**Treść zadania**:
Ułóż w listę JSON ciągów znaków wiersze od początku pozycji do wiersza zawierającego "Outlines of the" włącznie, po jednym ciągu na każdy wiersz. Puste wiersze pomiń.

**Wyciąg z danych**:
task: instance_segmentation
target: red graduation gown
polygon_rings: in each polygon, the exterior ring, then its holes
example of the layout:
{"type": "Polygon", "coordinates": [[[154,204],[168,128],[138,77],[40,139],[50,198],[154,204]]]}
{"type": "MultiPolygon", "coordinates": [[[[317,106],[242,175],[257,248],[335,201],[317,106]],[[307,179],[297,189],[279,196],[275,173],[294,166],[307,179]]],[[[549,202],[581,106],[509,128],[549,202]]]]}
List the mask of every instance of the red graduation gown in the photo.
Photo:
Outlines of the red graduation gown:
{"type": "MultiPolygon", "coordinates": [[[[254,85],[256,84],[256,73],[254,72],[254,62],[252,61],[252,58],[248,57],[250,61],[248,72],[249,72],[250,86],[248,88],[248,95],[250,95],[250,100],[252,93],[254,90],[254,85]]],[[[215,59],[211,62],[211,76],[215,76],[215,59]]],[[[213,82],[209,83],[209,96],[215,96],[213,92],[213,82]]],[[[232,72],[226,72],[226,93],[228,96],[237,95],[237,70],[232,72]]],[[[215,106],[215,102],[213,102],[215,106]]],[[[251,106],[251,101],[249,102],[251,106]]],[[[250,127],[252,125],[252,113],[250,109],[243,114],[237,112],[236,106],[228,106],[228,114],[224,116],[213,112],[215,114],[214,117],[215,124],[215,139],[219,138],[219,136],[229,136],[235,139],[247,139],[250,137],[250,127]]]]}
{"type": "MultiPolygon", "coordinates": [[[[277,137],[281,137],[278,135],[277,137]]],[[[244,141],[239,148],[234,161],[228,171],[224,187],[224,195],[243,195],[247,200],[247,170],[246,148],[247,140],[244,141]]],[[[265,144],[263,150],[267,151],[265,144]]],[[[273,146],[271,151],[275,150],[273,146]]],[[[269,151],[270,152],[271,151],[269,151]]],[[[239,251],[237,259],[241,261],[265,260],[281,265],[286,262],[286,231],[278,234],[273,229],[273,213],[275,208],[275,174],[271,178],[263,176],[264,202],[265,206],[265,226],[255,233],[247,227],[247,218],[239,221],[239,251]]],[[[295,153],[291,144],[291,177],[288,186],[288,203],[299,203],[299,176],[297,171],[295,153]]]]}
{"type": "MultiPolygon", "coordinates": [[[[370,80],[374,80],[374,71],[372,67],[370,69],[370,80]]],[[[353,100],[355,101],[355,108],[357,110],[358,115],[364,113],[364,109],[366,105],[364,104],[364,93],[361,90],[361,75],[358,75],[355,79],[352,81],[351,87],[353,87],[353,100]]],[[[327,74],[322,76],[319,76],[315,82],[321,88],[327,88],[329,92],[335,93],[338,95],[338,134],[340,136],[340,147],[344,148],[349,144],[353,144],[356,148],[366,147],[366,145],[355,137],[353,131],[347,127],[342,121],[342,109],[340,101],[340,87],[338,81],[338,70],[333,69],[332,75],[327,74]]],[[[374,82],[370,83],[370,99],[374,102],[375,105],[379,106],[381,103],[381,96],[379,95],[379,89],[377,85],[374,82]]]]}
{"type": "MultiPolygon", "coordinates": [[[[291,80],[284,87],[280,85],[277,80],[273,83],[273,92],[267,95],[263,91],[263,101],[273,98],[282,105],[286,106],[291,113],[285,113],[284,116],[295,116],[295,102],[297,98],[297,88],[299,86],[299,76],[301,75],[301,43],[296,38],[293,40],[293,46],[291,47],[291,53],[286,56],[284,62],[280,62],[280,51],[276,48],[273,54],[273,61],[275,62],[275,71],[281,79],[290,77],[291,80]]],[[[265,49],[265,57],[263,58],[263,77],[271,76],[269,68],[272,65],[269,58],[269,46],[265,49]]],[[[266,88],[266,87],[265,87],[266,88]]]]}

**Odpowiedź poniżej**:
[
  "task: instance_segmentation",
  "target: red graduation gown",
  "polygon_rings: in each polygon, the exterior ring, then its holes",
  "example of the layout:",
  "{\"type\": \"Polygon\", \"coordinates\": [[[154,204],[168,128],[138,77],[40,139],[50,198],[154,204]]]}",
  "{\"type\": \"MultiPolygon\", \"coordinates\": [[[[317,106],[242,175],[257,248],[335,201],[317,106]],[[307,179],[297,189],[279,196],[275,173],[294,166],[307,179]]],[[[549,202],[581,106],[509,128],[549,202]]]]}",
  "List the mask of every instance of the red graduation gown in the photo.",
  "Photo:",
  "Outlines of the red graduation gown:"
]